▶ [Input material]
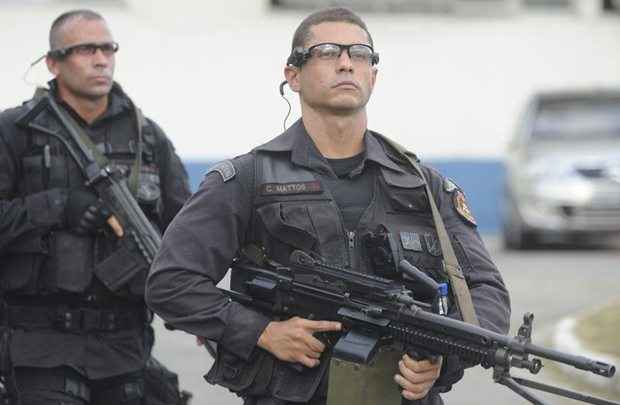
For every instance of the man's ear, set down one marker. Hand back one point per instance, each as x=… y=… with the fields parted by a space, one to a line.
x=52 y=65
x=291 y=73
x=374 y=77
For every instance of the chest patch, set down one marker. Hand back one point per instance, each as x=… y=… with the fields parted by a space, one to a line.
x=411 y=241
x=303 y=187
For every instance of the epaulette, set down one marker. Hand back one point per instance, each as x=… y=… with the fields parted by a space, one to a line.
x=225 y=168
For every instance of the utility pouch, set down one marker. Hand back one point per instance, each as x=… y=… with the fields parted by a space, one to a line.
x=246 y=378
x=365 y=384
x=120 y=267
x=70 y=262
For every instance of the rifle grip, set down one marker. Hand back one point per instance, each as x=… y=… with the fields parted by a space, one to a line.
x=116 y=226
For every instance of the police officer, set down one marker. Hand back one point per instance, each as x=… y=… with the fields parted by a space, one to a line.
x=75 y=341
x=321 y=186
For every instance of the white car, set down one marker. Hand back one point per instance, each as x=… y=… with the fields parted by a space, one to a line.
x=563 y=170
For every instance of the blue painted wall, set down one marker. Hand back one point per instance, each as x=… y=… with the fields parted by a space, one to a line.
x=481 y=179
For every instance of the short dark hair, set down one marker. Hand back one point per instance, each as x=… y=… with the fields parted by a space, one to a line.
x=333 y=14
x=64 y=18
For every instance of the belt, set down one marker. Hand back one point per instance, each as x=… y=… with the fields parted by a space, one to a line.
x=74 y=319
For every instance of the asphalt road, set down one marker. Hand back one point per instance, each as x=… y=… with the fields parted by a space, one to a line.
x=551 y=283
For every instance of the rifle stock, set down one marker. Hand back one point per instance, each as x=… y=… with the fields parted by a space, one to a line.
x=375 y=311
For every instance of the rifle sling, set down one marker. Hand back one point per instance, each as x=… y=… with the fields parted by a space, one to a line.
x=450 y=262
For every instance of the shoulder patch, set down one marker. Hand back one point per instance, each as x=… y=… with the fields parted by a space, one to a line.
x=226 y=169
x=461 y=206
x=449 y=185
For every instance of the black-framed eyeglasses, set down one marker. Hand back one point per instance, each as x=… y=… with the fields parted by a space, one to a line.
x=91 y=48
x=329 y=51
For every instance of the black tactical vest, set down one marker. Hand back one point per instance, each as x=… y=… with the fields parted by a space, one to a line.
x=66 y=262
x=292 y=210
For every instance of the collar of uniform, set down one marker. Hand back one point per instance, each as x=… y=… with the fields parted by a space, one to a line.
x=118 y=103
x=301 y=147
x=377 y=152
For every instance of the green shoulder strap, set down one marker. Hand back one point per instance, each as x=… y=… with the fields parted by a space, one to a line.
x=451 y=265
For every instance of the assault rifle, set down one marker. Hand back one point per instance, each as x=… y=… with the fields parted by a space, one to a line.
x=131 y=226
x=376 y=311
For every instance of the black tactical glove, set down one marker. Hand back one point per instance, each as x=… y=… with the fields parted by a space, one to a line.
x=84 y=212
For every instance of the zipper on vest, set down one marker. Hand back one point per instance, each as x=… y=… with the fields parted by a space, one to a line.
x=351 y=244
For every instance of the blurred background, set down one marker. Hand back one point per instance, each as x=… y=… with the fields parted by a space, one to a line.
x=518 y=101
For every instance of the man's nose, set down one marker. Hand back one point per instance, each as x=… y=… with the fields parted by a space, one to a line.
x=344 y=62
x=101 y=58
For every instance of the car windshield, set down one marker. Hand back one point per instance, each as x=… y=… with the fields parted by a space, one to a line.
x=591 y=118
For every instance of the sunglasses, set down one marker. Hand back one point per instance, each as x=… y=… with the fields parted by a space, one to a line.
x=328 y=51
x=107 y=48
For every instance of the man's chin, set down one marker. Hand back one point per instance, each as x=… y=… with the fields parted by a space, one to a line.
x=97 y=93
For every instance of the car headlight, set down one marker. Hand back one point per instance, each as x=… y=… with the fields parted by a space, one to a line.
x=557 y=183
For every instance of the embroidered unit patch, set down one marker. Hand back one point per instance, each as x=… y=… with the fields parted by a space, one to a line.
x=225 y=169
x=411 y=241
x=449 y=185
x=461 y=206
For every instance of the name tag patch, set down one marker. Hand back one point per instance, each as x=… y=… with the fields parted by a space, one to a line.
x=305 y=187
x=411 y=241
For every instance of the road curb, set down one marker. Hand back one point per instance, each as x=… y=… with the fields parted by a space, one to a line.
x=565 y=339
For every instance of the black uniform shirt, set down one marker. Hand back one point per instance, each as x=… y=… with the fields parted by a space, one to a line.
x=25 y=220
x=202 y=241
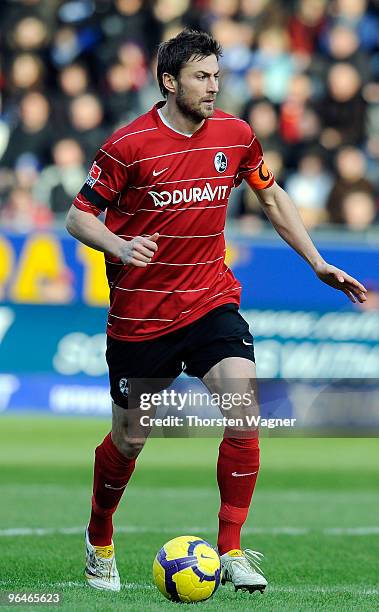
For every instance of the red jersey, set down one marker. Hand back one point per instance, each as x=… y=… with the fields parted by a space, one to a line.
x=150 y=178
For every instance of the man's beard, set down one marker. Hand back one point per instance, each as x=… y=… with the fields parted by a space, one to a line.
x=195 y=114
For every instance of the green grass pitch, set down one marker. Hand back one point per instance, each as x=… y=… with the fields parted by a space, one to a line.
x=314 y=516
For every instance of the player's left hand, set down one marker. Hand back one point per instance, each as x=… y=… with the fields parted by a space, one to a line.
x=341 y=280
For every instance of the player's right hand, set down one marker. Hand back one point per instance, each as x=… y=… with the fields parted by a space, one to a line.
x=139 y=251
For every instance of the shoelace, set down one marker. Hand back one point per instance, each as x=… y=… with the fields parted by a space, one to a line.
x=254 y=558
x=102 y=564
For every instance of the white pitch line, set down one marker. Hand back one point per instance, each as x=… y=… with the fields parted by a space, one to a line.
x=300 y=589
x=289 y=531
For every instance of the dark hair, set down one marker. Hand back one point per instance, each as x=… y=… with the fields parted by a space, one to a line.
x=174 y=53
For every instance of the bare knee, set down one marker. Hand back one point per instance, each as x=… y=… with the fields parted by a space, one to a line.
x=129 y=447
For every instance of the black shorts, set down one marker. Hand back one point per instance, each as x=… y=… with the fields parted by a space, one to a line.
x=194 y=349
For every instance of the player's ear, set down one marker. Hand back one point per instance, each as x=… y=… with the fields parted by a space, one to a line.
x=169 y=82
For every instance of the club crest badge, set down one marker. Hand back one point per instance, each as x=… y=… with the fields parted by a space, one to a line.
x=124 y=387
x=221 y=161
x=93 y=175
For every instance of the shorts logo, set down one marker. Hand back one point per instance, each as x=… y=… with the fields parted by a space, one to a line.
x=220 y=161
x=93 y=175
x=124 y=387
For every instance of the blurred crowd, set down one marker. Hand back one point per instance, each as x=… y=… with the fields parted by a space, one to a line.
x=303 y=73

▶ [Directions for this task] Copy out every entry above word for word, keeping the pictures out of your copy.

▶ [Solution]
For every instance of the man's ear, set down one marker. Hand back one point per instance, each as x=… y=… with the fields parted by a space, one to a line.
x=52 y=65
x=291 y=73
x=374 y=77
For every instance of the chest patch, set down one marker. Hand back one point per instance, each as x=… y=… with the fields parted by a space, one to a line.
x=411 y=241
x=303 y=187
For every instance of the epaulette, set down one marker. Hand back one point per instance, each as x=… y=… with the fields parted by a space, one to a line.
x=225 y=168
For every instance of the utility pouch, set down one marker. Hand back one point per instance, each as x=… y=… with the fields parted by a space, one to a line.
x=246 y=378
x=365 y=384
x=120 y=267
x=70 y=262
For every instance of the rifle grip, set down one marker. Hand back one point per instance, each as x=… y=… with the fields parted by a space, one to a line.
x=116 y=226
For every instance of the police officer, set down one marker. Hand back one point per instance, each as x=… y=… with the fields parted by a space, one to a line.
x=75 y=341
x=321 y=186
For every instance of the white car, set down one marker. Hand back one point per instance, each as x=… y=… with the fields parted by a space, one to a line.
x=563 y=170
For every instance of the blue painted wall, set down one marker. Hand back one point per instance, each as x=… y=… with the fields parted by a space, one to a line.
x=481 y=179
For every instance of the short dark hair, set down one marker. Hand back one point per instance, each as x=… y=… with the fields parted by a space, one to a line.
x=333 y=14
x=64 y=18
For every instance of the belt, set down one marker. Hand back one point per instance, each as x=… y=… with the fields parted by a space, one to a line.
x=74 y=319
For every instance of the asphalt road, set down one marker. Hand back one point per instance, each as x=… y=… with the fields parted by a space, one to a line.
x=551 y=283
For every instance of the rifle stock, set down one marker. Hand back one point per instance, each as x=… y=… with the fields parted by a space, one to a line.
x=375 y=311
For every instance of the rifle sling, set down one marker. Hand back one point per instance, each as x=… y=… with the fields parted by a space, one to a line.
x=450 y=262
For every instance of the shoulder patch, set down one marker. Hand back one point per instance, each as x=… y=… with the fields parted by a space, one to a line.
x=226 y=169
x=461 y=206
x=449 y=185
For every instance of the black-framed eyeglasses, set down one marker. Hand back one point per instance, each as x=… y=… with the fields parted by a space, one to a line.
x=91 y=48
x=329 y=51
For every instance of the black tactical vest, set down one marker. Hand back one point per instance, each as x=… y=… with the fields parted by a space, one to a line.
x=66 y=262
x=292 y=210
For every instance of the collar of uniform, set down one marker. Hand back one point per instance, each as x=… y=… with the fields parted by a space, one to a line.
x=118 y=103
x=301 y=147
x=377 y=152
For every instance of the green shoulder strap, set down one marker. Hand back one point per instance, each as x=… y=… with the fields parted by a space, one to a line.
x=451 y=265
For every instance of the assault rifle, set down one marker. Hand back one point per instance, each as x=… y=… with the fields parted by a space, one to a line.
x=131 y=226
x=376 y=311
For every instance of the black tactical glove, set down one marker. Hand back one point per instance, each as x=… y=… with the fields parted by a space, one to a line.
x=84 y=212
For every instance of the zipper on vest, set down one marker. Hand back one point per instance, each as x=… y=… with the fields parted by a space, one to a line.
x=351 y=244
For every instance of the blurred background, set down one marker. Hand back one point per instance, each as x=… y=… with the fields parted by a space, one to a line.
x=518 y=101
For every instance of the man's nose, set down one marker. Hand back one point per instance, each as x=… y=… with the fields parted by a space, one to a line.
x=344 y=62
x=101 y=58
For every instance of the car windshield, set down one marker. Hand back one point per instance, each as x=… y=… with the fields parted by a space, one to a line.
x=591 y=118
For every instance of the sunglasses, set down one marker. Hand back one point per instance, each as x=… y=… with the fields parted by a space, one to a line.
x=328 y=51
x=107 y=48
For every instance of the man's chin, set down one marker. Hand back one point per instance, each as x=… y=… with the fields parted by a space, one to a line.
x=97 y=93
For every instance of the car headlight, set down one marker. Hand back one point per instance, each as x=… y=… with the fields parted by a space, one to a line.
x=557 y=183
For every instance of the embroidered unit patch, set down one marker. Hand back one point per instance, each as x=… y=… with the fields parted by a space, one to a line.
x=225 y=169
x=411 y=241
x=449 y=185
x=461 y=206
For every instance of the name tag patch, set down one marker. Hand back one point per instance, each as x=… y=… with the fields parted by a space, one to a line.
x=305 y=187
x=411 y=241
For every instance of the road curb, set down one marker. Hand back one point per instance, each as x=… y=… with the fields parted by a space, one to a line.
x=565 y=339
For every instance of the black uniform shirt, set down one marker. Hand back one point per instance, each as x=… y=… with the fields parted by a space, one to a line.
x=25 y=220
x=202 y=241
For every instance of the red jersey, set down one marker. Hand back one point per instance, each as x=… y=… with the fields parted by a space, one to a line.
x=150 y=178
For every instance of the man's beard, set down one marker. Hand back one point per instance, each as x=… y=… with the fields parted by a space, one to a line.
x=195 y=114
For every instance of the green grass pitch, set down one marker. Hand back one point per instance, each as x=… y=… with the fields parted by a space, one to a line.
x=314 y=516
For every instance of the player's left hand, set down one marker. Hand back one point per instance, each as x=… y=… with the fields parted by a space, one to a line.
x=341 y=280
For every instance of the player's right hand, set down one marker. Hand back one point per instance, each as x=… y=… with the fields parted by a space, one to a line.
x=139 y=251
For every instance of the shoelace, set down one marker. Hand back one point per instance, each as x=… y=… with the fields parted by a space, one to a line.
x=254 y=558
x=102 y=564
For every instance of the white pitch line, set down one marker. Hand back one point per instance, each as x=… y=… with the fields parted by a space, one to a line.
x=300 y=589
x=289 y=531
For every instance of the dark hair, set down one marker. Hand back one point per instance, each as x=… y=… with the fields parted by a space, one to a line.
x=174 y=53
For every instance of the bare knee, set down one marker. Hand back one point per instance, each as x=… y=… with the fields parted by a space, one to a line.
x=129 y=447
For every instance of the black shorts, set down one marker. Hand back one point per instance, each as x=… y=… with the fields parted by a space, one to a line.
x=194 y=349
For every instance of the player's ear, set down one marker. Hand back one point per instance, each as x=… y=… with the fields parted by a space, one to a line.
x=169 y=82
For every instance of the club crest badge, set down one marker. Hand back one point per instance, each as x=… y=… with the fields parted by a space, one to a line.
x=124 y=387
x=221 y=161
x=93 y=175
For every instance of the shorts logo, set down one marker. Hand back one point per instance, each as x=… y=… with the fields parted by a space, one to a line.
x=220 y=161
x=93 y=175
x=124 y=387
For every instance of the blurred crowd, set down one marker. Hand back one point per instance, each as x=… y=… with the fields parted by a space, one to a line.
x=303 y=73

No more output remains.